### The task
Restate the entries below verbatim.

### Region annotation items
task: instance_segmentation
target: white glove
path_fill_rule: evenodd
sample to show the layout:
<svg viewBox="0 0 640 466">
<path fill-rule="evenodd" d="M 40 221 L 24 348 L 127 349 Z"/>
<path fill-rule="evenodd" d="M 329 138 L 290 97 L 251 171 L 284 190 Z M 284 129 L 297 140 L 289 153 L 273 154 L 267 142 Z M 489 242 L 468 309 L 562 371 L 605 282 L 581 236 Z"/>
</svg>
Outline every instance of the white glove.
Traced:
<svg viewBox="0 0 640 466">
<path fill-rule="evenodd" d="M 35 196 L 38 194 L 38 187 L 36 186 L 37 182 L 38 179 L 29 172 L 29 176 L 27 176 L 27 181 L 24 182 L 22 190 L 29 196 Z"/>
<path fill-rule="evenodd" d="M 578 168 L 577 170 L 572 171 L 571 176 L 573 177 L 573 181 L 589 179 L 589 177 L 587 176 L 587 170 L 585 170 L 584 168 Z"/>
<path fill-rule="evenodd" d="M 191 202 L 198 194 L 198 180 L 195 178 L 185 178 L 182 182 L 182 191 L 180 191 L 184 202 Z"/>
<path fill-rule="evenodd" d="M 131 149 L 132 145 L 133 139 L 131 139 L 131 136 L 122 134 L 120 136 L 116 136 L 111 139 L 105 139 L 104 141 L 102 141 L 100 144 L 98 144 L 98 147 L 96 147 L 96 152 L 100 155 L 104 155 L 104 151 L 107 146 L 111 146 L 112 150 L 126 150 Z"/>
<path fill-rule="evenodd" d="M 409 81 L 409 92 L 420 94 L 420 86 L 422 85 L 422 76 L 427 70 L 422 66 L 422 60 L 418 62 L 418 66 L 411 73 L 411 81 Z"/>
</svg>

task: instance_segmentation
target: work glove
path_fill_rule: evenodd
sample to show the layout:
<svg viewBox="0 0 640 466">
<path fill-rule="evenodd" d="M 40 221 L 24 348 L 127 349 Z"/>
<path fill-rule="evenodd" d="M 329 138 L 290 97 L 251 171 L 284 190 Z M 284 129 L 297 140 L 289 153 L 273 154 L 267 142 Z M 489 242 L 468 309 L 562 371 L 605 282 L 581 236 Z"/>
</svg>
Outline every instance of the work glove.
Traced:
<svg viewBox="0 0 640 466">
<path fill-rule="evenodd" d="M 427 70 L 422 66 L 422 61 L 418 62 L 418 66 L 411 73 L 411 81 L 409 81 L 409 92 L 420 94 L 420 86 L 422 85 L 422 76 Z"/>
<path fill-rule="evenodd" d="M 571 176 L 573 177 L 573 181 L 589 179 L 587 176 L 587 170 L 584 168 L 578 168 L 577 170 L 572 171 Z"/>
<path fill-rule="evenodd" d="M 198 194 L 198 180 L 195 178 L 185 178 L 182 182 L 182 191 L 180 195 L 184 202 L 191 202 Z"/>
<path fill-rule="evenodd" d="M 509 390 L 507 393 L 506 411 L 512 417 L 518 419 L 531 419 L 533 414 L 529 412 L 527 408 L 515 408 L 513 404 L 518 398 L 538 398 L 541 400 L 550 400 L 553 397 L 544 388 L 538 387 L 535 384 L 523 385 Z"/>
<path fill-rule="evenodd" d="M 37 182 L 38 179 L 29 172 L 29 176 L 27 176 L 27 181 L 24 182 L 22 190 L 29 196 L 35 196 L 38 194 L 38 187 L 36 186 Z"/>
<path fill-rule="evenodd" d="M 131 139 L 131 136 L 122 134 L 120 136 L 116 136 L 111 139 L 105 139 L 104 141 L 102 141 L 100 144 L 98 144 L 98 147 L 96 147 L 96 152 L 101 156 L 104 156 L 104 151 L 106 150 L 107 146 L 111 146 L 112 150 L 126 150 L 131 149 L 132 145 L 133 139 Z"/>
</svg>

### Solved problem
task: instance_segmentation
target: white glove
path_fill_rule: evenodd
sample to show the layout:
<svg viewBox="0 0 640 466">
<path fill-rule="evenodd" d="M 40 221 L 24 348 L 127 349 Z"/>
<path fill-rule="evenodd" d="M 329 138 L 290 97 L 251 171 L 284 190 Z M 284 129 L 297 140 L 289 153 L 273 154 L 267 142 Z M 489 242 L 468 309 L 562 371 L 605 282 L 581 236 Z"/>
</svg>
Outline every instance of the white glove.
Traced:
<svg viewBox="0 0 640 466">
<path fill-rule="evenodd" d="M 35 196 L 38 194 L 38 187 L 36 186 L 37 182 L 38 179 L 29 172 L 29 176 L 27 176 L 27 181 L 24 182 L 22 190 L 29 196 Z"/>
<path fill-rule="evenodd" d="M 578 168 L 577 170 L 572 171 L 571 176 L 573 177 L 573 181 L 589 179 L 589 177 L 587 176 L 587 170 L 585 170 L 584 168 Z"/>
<path fill-rule="evenodd" d="M 191 202 L 198 194 L 198 180 L 195 178 L 185 178 L 182 182 L 182 191 L 180 191 L 184 202 Z"/>
<path fill-rule="evenodd" d="M 131 149 L 132 145 L 133 139 L 131 139 L 131 136 L 122 134 L 120 136 L 116 136 L 111 139 L 105 139 L 104 141 L 102 141 L 100 144 L 98 144 L 98 147 L 96 147 L 96 152 L 100 155 L 104 155 L 104 151 L 107 146 L 111 146 L 112 150 L 126 150 Z"/>
<path fill-rule="evenodd" d="M 409 81 L 409 92 L 420 94 L 420 86 L 422 85 L 422 76 L 427 70 L 422 66 L 422 60 L 418 62 L 418 66 L 411 73 L 411 81 Z"/>
</svg>

task: instance_segmentation
target: work glove
path_fill_rule: evenodd
sample to show the layout:
<svg viewBox="0 0 640 466">
<path fill-rule="evenodd" d="M 40 221 L 24 348 L 127 349 Z"/>
<path fill-rule="evenodd" d="M 329 138 L 290 97 L 251 171 L 284 190 Z M 284 129 L 297 140 L 289 153 L 273 154 L 267 142 Z M 489 242 L 468 309 L 562 371 L 605 282 L 581 236 Z"/>
</svg>
Outline every instance of the work glove.
Traced:
<svg viewBox="0 0 640 466">
<path fill-rule="evenodd" d="M 427 70 L 422 66 L 422 61 L 418 62 L 418 66 L 411 73 L 411 81 L 409 81 L 409 92 L 420 94 L 420 86 L 422 85 L 422 76 Z"/>
<path fill-rule="evenodd" d="M 571 176 L 573 177 L 573 181 L 589 179 L 587 176 L 587 170 L 584 168 L 578 168 L 577 170 L 572 171 Z"/>
<path fill-rule="evenodd" d="M 198 194 L 198 180 L 195 178 L 185 178 L 182 182 L 182 191 L 180 195 L 184 202 L 191 202 Z"/>
<path fill-rule="evenodd" d="M 509 390 L 507 393 L 506 411 L 512 417 L 518 419 L 531 419 L 533 414 L 529 412 L 527 408 L 515 408 L 513 404 L 518 398 L 538 398 L 541 400 L 550 400 L 553 397 L 544 388 L 538 387 L 535 384 L 523 385 Z"/>
<path fill-rule="evenodd" d="M 37 182 L 38 179 L 29 172 L 29 176 L 27 176 L 27 181 L 24 182 L 22 190 L 29 196 L 35 196 L 38 194 L 38 187 L 36 186 Z"/>
<path fill-rule="evenodd" d="M 131 139 L 131 136 L 122 134 L 120 136 L 116 136 L 111 139 L 105 139 L 104 141 L 102 141 L 100 144 L 98 144 L 98 147 L 96 147 L 96 152 L 101 156 L 104 156 L 104 151 L 106 150 L 107 146 L 111 146 L 112 150 L 126 150 L 131 149 L 132 145 L 133 139 Z"/>
</svg>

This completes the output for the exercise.